● WHAT NEEDS TO BE DONE
Please write out each entry below exactly as given.

● DATA TO PROCESS
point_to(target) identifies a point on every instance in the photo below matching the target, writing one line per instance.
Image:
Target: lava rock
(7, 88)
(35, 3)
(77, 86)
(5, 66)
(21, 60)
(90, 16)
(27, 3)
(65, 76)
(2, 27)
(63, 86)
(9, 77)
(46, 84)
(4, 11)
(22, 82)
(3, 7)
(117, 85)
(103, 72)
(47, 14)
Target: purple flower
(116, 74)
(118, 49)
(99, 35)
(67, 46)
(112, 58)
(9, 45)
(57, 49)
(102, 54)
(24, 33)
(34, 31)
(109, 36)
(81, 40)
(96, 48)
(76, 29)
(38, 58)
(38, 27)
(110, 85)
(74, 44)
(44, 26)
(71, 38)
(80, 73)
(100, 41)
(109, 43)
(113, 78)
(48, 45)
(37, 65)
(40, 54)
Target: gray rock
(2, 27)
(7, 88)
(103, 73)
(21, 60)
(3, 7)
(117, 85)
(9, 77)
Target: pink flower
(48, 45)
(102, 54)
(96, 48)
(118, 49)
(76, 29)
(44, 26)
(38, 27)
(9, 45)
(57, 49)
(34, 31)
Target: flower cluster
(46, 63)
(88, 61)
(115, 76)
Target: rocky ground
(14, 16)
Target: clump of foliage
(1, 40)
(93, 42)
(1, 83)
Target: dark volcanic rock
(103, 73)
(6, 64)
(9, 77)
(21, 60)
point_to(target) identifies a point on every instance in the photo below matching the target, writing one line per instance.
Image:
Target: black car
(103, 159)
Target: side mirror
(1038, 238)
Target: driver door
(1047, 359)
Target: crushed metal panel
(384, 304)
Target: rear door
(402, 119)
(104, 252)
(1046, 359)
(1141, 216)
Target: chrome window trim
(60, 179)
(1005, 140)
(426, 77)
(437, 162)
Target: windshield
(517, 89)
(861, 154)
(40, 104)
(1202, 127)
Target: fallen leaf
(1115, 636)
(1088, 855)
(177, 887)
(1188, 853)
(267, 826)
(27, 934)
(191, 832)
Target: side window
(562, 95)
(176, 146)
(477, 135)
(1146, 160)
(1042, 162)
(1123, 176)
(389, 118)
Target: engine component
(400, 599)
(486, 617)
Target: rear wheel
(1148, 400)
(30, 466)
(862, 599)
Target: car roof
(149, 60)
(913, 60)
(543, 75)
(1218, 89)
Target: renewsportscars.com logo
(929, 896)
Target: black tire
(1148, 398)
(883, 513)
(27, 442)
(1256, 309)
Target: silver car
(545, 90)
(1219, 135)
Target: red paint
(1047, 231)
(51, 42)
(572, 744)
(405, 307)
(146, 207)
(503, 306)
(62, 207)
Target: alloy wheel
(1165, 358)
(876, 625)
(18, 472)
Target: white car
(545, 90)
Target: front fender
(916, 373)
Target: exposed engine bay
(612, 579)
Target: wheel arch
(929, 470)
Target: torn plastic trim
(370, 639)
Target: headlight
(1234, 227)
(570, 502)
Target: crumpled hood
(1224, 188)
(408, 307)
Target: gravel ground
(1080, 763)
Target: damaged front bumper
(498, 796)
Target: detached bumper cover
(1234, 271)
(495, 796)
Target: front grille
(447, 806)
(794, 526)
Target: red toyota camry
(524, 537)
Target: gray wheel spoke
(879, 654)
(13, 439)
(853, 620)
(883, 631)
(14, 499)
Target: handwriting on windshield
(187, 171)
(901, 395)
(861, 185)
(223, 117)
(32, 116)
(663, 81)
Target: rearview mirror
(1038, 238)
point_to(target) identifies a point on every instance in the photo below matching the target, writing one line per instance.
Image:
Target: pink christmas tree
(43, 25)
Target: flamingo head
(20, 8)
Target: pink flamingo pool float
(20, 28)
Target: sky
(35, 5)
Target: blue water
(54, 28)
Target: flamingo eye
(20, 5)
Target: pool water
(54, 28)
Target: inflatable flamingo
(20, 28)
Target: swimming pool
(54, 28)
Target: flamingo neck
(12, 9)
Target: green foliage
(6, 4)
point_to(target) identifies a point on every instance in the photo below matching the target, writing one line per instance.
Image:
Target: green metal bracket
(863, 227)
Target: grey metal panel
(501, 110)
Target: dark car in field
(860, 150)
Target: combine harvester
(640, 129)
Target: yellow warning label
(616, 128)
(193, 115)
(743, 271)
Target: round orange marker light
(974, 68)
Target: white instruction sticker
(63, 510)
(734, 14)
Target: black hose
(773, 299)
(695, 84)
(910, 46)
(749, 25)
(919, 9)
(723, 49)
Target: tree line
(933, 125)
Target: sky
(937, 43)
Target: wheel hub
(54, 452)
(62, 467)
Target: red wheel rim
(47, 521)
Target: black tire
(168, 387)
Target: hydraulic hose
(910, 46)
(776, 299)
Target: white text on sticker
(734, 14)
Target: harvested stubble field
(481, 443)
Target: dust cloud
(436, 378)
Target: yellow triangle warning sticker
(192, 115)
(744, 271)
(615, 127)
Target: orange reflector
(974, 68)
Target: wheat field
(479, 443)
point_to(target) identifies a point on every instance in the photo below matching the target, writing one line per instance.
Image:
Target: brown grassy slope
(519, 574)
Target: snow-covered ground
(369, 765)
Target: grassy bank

● WRITTEN REPLY
point_to(target) identifies a point on every instance in the photo below matching the target, writing one line per instance.
Image:
Target: lava rock
(7, 88)
(35, 3)
(77, 86)
(5, 66)
(21, 60)
(90, 16)
(27, 3)
(65, 76)
(2, 27)
(63, 86)
(9, 77)
(46, 84)
(4, 11)
(22, 82)
(3, 7)
(117, 85)
(103, 72)
(47, 14)
Target: purple flower
(116, 74)
(118, 49)
(99, 35)
(67, 46)
(112, 58)
(9, 45)
(57, 49)
(102, 54)
(24, 33)
(34, 31)
(109, 36)
(81, 40)
(96, 48)
(76, 29)
(38, 58)
(38, 27)
(110, 85)
(74, 44)
(44, 26)
(71, 38)
(80, 73)
(100, 41)
(109, 43)
(113, 78)
(48, 45)
(37, 65)
(40, 54)
Target: gray rock
(2, 27)
(7, 88)
(103, 73)
(21, 60)
(3, 7)
(117, 85)
(9, 77)
Target: pink flower
(48, 45)
(102, 54)
(96, 48)
(118, 49)
(76, 29)
(44, 26)
(38, 27)
(9, 45)
(57, 49)
(34, 31)
Target: flower cluster
(46, 63)
(88, 61)
(115, 76)
Target: rocky ground
(14, 16)
Target: clump of foliage
(1, 40)
(93, 42)
(1, 83)
Target: dark volcanic rock
(103, 73)
(6, 64)
(9, 77)
(21, 60)
point_to(target) identifies a point on every instance in the photo below matching the target, writing one line per instance.
Image:
Target: black car
(103, 159)
Target: side mirror
(1038, 238)
Target: driver door
(1047, 359)
Target: crushed metal panel
(384, 304)
Target: rear door
(402, 119)
(104, 252)
(1046, 359)
(1141, 216)
Target: chrome window trim
(60, 179)
(1005, 140)
(426, 77)
(437, 162)
Target: windshield
(517, 89)
(861, 154)
(40, 104)
(1202, 127)
Target: fallen leaf
(1115, 636)
(1088, 855)
(177, 887)
(1188, 853)
(267, 826)
(27, 934)
(191, 832)
Target: side window
(562, 95)
(176, 146)
(477, 135)
(1146, 160)
(1042, 162)
(1123, 176)
(389, 118)
Target: engine component
(400, 599)
(486, 617)
Target: rear wheel
(1148, 400)
(30, 466)
(862, 599)
Target: car roof
(149, 60)
(913, 60)
(543, 75)
(1218, 89)
Target: renewsportscars.com logo
(929, 896)
Target: black tire
(1148, 398)
(883, 513)
(27, 442)
(1256, 309)
Target: silver car
(545, 90)
(1219, 135)
Target: red paint
(1047, 231)
(51, 42)
(572, 744)
(405, 307)
(146, 207)
(503, 306)
(62, 207)
Target: alloy wheel
(1165, 358)
(876, 625)
(18, 472)
Target: white car
(545, 90)
Target: front fender
(916, 373)
Target: exposed engine bay
(612, 579)
Target: wheel arch
(929, 470)
Target: torn plastic trim
(370, 639)
Target: headlight
(1234, 227)
(570, 502)
Target: crumpled hood
(1224, 188)
(408, 307)
Target: gravel ground
(1080, 763)
Target: damaged front bumper
(498, 796)
Target: detached bumper cover
(1234, 271)
(495, 796)
Target: front grille
(447, 806)
(794, 526)
Target: red toyota camry
(524, 537)
Target: gray wheel spoke
(879, 654)
(13, 439)
(853, 620)
(883, 631)
(14, 499)
Target: handwriting on windshield
(187, 171)
(901, 395)
(861, 185)
(223, 117)
(32, 116)
(663, 81)
Target: rearview mirror
(1038, 238)
point_to(target) identifies a point on every instance in the photo below matching the target, writing one line per instance.
Image:
Target: pink christmas tree
(43, 25)
Target: flamingo head
(20, 8)
Target: pink flamingo pool float
(20, 28)
Target: sky
(35, 5)
Target: blue water
(54, 28)
Target: flamingo eye
(20, 5)
Target: pool water
(54, 28)
Target: inflatable flamingo
(20, 28)
Target: swimming pool
(54, 28)
Target: flamingo neck
(12, 9)
Target: green foliage
(6, 4)
point_to(target) identifies a point on every instance in the photo below matching the target, writing one line per instance.
Image:
Target: green metal bracket
(863, 227)
Target: grey metal panel
(501, 110)
Target: dark car in field
(860, 150)
Target: combine harvester
(640, 129)
Target: yellow warning label
(616, 128)
(193, 115)
(743, 271)
Target: round orange marker light
(974, 68)
Target: white instruction sticker
(63, 510)
(734, 14)
Target: black hose
(773, 299)
(695, 84)
(910, 46)
(749, 25)
(919, 9)
(723, 49)
Target: tree line
(933, 125)
Target: sky
(937, 43)
Target: wheel hub
(54, 452)
(62, 467)
Target: red wheel rim
(47, 521)
Target: black tire
(168, 387)
Target: hydraulic hose
(910, 46)
(776, 299)
Target: white text on sticker
(734, 14)
Target: harvested stubble field
(481, 443)
Target: dust cloud
(436, 378)
Target: yellow triangle warning sticker
(192, 115)
(744, 271)
(615, 127)
Target: orange reflector
(974, 68)
Target: wheat field
(479, 443)
point_to(target) identifies a point on every instance in the photo below matching the target, writing one line per instance.
Image:
Target: brown grassy slope
(519, 574)
Target: snow-covered ground
(369, 765)
Target: grassy bank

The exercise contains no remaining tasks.